INSTRUCTIONS TO FOLLOW:
Will you write out again the part of the records below that opens with the line containing "line, e.g. (438,4)." and runs through the end of the records, requests included, adding -53 to every coordinate in the answers while leaving the sample coordinates in the requests unchanged?

::: DATA EXCERPTS :::

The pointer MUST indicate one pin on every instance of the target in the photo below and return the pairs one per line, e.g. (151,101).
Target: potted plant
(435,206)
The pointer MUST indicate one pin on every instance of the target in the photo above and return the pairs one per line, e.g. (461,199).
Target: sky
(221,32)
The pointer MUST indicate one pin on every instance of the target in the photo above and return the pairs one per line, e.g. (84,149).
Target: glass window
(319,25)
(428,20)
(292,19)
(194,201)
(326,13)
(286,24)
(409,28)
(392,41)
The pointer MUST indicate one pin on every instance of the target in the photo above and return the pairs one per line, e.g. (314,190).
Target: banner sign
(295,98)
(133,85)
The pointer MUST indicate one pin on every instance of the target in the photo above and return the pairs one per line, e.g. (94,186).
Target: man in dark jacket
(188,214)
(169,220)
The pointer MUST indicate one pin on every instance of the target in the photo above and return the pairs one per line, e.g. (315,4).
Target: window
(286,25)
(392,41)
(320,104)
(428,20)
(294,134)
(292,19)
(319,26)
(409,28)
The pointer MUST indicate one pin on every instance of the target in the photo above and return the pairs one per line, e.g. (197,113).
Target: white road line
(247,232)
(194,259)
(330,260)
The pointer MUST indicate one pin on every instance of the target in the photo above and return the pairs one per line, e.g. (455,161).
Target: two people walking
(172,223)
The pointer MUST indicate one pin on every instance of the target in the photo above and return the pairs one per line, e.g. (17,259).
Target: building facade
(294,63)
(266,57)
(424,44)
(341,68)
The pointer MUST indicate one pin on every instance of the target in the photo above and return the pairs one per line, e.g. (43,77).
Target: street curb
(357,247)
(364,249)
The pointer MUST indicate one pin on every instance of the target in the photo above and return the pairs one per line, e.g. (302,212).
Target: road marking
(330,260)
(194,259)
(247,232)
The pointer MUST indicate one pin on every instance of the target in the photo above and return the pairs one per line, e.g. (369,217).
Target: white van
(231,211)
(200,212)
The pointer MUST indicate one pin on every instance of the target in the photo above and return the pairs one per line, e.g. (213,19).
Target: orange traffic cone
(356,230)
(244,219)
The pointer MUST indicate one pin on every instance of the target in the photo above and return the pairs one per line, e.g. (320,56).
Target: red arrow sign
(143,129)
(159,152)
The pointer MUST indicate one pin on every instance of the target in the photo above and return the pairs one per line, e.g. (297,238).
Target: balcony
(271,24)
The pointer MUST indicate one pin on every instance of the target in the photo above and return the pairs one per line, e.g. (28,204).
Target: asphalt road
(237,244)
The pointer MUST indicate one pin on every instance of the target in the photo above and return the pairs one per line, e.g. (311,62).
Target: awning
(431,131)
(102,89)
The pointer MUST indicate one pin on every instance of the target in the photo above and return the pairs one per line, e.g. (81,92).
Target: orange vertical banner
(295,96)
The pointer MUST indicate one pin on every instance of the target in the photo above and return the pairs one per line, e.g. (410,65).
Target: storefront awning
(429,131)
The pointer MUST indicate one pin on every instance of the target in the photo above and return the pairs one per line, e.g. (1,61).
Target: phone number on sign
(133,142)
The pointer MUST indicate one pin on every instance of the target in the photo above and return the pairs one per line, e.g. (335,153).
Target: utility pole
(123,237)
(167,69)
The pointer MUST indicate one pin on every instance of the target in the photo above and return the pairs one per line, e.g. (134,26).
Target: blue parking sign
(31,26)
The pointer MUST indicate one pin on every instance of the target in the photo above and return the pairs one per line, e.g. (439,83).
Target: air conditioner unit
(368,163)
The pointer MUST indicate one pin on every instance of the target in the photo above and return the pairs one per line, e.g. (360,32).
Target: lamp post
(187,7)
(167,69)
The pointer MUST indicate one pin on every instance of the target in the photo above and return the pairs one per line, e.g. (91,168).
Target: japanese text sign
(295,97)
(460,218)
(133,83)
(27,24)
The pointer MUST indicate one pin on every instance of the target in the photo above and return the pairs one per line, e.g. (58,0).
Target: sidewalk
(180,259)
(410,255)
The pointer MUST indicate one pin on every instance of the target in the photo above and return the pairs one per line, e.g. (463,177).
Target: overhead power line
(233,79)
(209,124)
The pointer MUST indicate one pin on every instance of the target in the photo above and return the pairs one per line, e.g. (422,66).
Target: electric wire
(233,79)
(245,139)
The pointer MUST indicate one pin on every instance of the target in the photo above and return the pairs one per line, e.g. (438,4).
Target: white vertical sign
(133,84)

:::

ANSWER BELOW:
The pointer MUST indicate one pin on every instance of the target in the photo above and return the pairs one per line, e.g. (438,4).
Target: white vertical sign
(80,31)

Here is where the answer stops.